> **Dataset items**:
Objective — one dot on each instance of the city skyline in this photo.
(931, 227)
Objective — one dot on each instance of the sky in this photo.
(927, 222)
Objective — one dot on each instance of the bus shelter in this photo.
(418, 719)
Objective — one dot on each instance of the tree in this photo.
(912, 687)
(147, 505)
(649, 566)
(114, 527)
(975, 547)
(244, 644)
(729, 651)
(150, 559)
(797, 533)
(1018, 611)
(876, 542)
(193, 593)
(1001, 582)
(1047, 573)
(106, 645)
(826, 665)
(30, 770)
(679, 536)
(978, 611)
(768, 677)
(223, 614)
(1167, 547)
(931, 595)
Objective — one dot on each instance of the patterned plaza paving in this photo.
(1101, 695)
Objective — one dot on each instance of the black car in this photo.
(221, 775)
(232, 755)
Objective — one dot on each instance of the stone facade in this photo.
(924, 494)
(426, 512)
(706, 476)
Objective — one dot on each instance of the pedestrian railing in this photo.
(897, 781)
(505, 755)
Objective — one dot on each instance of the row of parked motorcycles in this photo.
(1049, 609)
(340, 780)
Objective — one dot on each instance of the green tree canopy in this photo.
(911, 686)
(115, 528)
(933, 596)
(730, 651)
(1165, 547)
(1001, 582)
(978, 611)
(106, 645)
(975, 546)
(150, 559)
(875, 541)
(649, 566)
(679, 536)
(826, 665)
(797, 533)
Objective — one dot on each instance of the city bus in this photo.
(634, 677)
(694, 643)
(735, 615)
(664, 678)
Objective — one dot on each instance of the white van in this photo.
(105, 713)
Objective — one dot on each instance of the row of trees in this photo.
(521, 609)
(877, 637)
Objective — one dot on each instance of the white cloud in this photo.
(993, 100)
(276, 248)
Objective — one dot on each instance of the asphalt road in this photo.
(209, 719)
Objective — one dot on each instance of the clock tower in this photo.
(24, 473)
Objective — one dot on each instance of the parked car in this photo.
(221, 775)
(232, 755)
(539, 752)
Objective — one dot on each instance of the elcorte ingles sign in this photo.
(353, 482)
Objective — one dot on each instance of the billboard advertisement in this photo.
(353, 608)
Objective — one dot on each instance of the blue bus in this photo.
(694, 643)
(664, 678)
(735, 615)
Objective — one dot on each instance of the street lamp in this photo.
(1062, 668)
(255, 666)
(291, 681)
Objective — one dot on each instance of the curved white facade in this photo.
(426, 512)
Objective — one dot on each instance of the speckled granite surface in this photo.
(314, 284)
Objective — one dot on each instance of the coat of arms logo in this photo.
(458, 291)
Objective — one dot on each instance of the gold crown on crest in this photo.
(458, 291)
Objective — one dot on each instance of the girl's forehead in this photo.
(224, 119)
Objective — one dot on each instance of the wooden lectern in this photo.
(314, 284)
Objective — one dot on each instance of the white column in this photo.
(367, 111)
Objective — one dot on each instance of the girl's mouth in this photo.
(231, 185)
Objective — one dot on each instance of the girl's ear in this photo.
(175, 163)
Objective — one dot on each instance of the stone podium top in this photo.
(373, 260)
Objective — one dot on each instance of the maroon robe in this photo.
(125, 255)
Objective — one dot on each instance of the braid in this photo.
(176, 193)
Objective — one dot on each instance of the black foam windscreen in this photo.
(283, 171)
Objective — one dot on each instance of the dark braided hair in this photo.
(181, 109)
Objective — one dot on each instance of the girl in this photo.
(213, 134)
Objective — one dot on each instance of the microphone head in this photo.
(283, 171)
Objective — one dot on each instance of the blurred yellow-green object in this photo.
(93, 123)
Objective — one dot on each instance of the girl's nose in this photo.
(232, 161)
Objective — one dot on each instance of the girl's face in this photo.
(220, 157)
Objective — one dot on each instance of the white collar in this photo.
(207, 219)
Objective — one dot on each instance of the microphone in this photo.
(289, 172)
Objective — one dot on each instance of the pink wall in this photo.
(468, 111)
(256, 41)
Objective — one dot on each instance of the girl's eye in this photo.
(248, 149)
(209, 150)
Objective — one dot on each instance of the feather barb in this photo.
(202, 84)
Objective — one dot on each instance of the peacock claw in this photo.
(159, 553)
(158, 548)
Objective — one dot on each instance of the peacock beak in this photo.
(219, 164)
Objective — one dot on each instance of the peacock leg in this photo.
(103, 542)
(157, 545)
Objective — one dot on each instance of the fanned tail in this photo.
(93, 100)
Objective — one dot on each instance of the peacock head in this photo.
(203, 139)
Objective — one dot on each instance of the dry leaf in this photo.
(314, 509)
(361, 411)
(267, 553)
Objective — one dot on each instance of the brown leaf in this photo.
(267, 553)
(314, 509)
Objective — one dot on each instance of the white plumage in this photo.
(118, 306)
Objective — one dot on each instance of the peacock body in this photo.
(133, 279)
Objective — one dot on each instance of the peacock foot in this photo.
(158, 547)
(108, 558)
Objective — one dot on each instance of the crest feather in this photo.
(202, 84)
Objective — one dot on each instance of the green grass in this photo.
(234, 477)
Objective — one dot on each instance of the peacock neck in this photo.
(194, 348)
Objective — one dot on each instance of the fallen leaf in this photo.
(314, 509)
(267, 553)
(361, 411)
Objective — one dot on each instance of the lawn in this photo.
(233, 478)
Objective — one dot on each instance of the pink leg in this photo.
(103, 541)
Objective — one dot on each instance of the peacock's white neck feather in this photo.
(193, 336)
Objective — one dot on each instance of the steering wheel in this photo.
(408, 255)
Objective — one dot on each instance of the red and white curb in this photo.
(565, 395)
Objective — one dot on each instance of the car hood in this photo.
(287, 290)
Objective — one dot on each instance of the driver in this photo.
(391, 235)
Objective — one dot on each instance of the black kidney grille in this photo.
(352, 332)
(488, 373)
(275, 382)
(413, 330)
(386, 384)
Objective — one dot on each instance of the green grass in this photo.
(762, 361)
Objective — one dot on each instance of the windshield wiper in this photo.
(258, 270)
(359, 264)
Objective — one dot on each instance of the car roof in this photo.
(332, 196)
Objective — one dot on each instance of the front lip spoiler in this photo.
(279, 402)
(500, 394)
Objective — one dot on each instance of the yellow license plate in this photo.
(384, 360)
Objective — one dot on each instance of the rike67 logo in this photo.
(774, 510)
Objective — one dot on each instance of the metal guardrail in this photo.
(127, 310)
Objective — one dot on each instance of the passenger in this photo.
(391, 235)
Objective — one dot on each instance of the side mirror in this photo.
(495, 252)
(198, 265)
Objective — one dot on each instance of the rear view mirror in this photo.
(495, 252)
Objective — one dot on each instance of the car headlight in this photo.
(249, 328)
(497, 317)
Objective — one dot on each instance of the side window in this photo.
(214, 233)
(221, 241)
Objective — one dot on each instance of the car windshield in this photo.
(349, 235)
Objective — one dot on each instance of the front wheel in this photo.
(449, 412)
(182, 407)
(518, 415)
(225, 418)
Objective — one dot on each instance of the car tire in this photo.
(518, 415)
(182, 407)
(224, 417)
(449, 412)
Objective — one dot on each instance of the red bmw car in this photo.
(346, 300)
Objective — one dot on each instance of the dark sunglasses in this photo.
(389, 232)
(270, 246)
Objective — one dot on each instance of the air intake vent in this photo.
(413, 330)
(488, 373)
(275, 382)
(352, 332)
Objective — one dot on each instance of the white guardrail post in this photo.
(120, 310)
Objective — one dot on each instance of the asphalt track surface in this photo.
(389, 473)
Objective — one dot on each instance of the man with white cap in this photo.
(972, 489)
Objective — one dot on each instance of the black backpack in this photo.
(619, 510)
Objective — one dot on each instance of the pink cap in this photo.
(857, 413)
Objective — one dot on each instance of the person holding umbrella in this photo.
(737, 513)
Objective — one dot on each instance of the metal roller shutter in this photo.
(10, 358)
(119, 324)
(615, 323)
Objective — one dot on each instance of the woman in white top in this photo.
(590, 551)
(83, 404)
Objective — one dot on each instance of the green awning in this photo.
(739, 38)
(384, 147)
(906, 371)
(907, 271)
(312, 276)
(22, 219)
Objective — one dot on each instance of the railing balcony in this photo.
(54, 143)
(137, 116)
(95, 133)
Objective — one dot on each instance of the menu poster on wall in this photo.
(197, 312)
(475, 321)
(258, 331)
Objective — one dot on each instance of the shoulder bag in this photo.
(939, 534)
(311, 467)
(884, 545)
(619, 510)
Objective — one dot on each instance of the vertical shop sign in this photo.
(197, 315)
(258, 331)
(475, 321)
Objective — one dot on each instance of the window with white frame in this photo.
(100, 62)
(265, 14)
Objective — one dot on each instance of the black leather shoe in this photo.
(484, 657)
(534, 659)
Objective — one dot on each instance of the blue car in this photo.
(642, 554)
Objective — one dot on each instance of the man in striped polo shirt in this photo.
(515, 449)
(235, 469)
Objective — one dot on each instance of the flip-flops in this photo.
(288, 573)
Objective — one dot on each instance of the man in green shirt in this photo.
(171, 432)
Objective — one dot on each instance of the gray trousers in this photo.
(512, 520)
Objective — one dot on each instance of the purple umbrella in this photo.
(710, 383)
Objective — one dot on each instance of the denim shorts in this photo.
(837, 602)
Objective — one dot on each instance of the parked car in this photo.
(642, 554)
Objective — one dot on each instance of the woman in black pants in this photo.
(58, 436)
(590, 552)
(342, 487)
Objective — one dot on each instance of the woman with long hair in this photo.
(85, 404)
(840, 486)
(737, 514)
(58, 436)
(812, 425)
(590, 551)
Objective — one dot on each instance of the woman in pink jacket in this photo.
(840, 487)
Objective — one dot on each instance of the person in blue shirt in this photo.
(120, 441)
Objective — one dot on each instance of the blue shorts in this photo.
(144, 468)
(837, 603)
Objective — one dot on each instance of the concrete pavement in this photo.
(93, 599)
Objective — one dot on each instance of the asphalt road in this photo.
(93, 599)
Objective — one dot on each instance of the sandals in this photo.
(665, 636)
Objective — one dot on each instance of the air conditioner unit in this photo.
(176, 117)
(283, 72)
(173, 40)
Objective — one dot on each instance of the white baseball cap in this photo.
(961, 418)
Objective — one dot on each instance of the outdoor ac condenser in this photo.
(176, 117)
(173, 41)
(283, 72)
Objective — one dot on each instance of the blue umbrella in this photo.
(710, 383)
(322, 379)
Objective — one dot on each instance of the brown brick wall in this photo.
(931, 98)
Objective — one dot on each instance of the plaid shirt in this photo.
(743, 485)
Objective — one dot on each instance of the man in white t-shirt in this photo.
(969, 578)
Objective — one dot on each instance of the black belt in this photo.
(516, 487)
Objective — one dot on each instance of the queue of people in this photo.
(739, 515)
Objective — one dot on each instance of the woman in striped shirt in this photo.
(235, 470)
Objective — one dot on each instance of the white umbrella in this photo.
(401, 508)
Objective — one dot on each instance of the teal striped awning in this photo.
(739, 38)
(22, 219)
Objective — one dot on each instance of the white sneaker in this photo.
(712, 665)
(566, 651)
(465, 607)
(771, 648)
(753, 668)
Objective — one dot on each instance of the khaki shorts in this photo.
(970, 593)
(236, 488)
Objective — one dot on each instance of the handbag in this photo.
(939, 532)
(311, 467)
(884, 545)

> **GOAL**: Word for word, quote the lines from the line containing "t-shirt in this photo." through the end of the material, both included, and nothing else.

> **RESULT**:
Objective — one dot on each instance of the man in white t-shirt in this photo.
(969, 578)
Objective — one dot on each instance of the black belt in this photo.
(516, 487)
Objective — one dot on each instance of the queue of people in this photo.
(739, 515)
Objective — one dot on each instance of the woman in striped shirt in this photo.
(235, 470)
Objective — one dot on each instance of the white umbrella in this photo.
(401, 508)
Objective — one dot on each instance of the teal striped awning in this photo.
(739, 38)
(22, 219)
Objective — one dot on each instance of the white sneaker in this photo.
(712, 665)
(566, 651)
(465, 607)
(771, 648)
(753, 668)
Objective — one dot on each instance of the khaki shorts in this photo.
(970, 593)
(236, 488)
Objective — one dot on each instance of the handbag in this photo.
(939, 532)
(311, 467)
(884, 545)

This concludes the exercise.